The fragment "pho" is a text pattern that is a literal match for the three characters found in the search string "Euphoria". A blank space (invisible as it is) is also a valid character.

Demo program

Experimenting with regular expression is easier if you have a demonstation program. Try the following code as a starting point:

include std/console.e 
include std/graphics.e 
 
   clear_screen() 
 
puts(1, "Test out regular expressions.\n\n" & 
         "Enter string values without \" delimeters\n" & 
         "(do not use #/ / notation)\n\n" ) 
 
sequence haystack = prompt_string( "enter the haystack... " ) 
sequence needle  = prompt_string( "enter the needle..... " ) 
 
include regex.e as re 
   regex r = re:new( needle ) 
   object result = re:find_all( r, haystack ) 
 
   position(15,1) puts(1, haystack ) 
   text_color( YELLOW ) bk_color( BLUE ) 
 
sequence slice 
for i=1 to length( result ) do 
   slice = result[i][1] 
   for k=slice[1] to slice[2] do 
      position(15, k ) 
      puts(1, haystack[ k ] ) 
      end for    
   end for 
 
   text_color( BLACK ) bk_color( BRIGHT_WHITE ) 
position( 20, 1 ) puts(1, "results: " ) print(1, result )   
puts(1, "\n\npatterns matched: " ) ? length( result ) 
 
puts(1, "\n...done...\n" ) 

Simple Find: Euphoria

The Euphoria find() will search for a "needle" object as an element of a Euphoria "haystack" object.

Example 1: 
location = find(11, {5, 8, 11, 2, 3}) 
-- location is set to 3 
  
Example 2: 
names = {"fred", "rob", "george", "mary", ""} 
location = find("mary", names) 
-- location is set to 4 

Think of find() as an extension that goes beyond finding a slice out of a string.

Using regex.e

  • To prevent identifier name clashes we write:
    • include std/regex.e as re
    • The choice re is common because it suggests "regular expression." The library routines then become re:new() instead of just new().
  • Creating a regex involves a pair of routines: new() and free().
    • By analogy think of the open() and close() pair you use with files.
    • We write a regex as a text string, but must "compile" it into an encoded value--hence the variable "r" and the "regex-type." The new() function creates the compiled form we need.
    • The compiled regex is then used in a variety of searching routines, such as the find() function.
    • When done, you free() the memory used by the compiled regex. You may now create another compiled regex.

Metacharacters

Regular expressions are about exotic text patterns that you may use for searching. You must learn the rules of regular expressions before I can show you what can be done. I will often use regex as shorthand for "regular expression."

Some characters have special meaning when used in regular expressions. They are analogous to keywords in Euphoria, and are called metacharacters.

\ . ^ $ * +  ?  @ #  ( ) [ - ] { , }  

Metacharacters are used to define and control how a regular expression is created and used. They are words of the regex language.

When you see one of them, you must reason out what special purpose they are serving.

If you need to use a metacharacter in its literal sense, that character must be "escaped" first. The backslash( \ )is the escape character. When placed before a metacharacter, the metacharacter loses its special meaning.

For example * has special meaning, but \* is just a star.

Instructions →
1) Answer the following questions about the regular-expression tutorial:
(a) Which character does it name as the escape character?
(b) In Example 2, to what value is location set?
(c) Which pair of routines is involved in creating a regex?
2) Rewrite the rows starting with the line containing "Task: Indicate the white wall" and going on through the end of the rows, replacing "Indicate" with "Mark" and changing nothing else.

Given entries →
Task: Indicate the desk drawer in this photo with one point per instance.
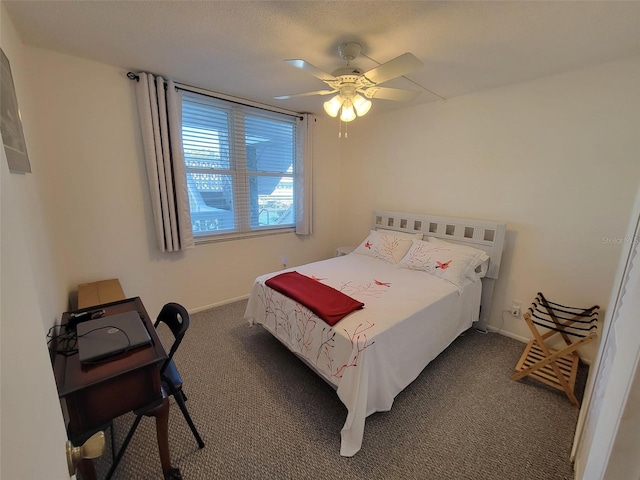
(98, 404)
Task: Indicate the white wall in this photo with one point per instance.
(31, 425)
(556, 159)
(86, 132)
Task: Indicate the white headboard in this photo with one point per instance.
(484, 235)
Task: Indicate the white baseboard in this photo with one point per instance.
(219, 304)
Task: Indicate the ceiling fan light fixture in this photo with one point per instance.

Responses to the tasks →
1)
(a) The backslash (\).
(b) 4.
(c) new() and free().

2)
Task: Mark the white wall in this photo with one point per instance.
(31, 425)
(556, 159)
(86, 132)
Task: Mark the white headboard in this photo with one point per instance.
(484, 235)
Task: Mark the white baseboard in this photo with one point per instance.
(219, 304)
Task: Mark the ceiling fan light fixture in this photo with one point per instance.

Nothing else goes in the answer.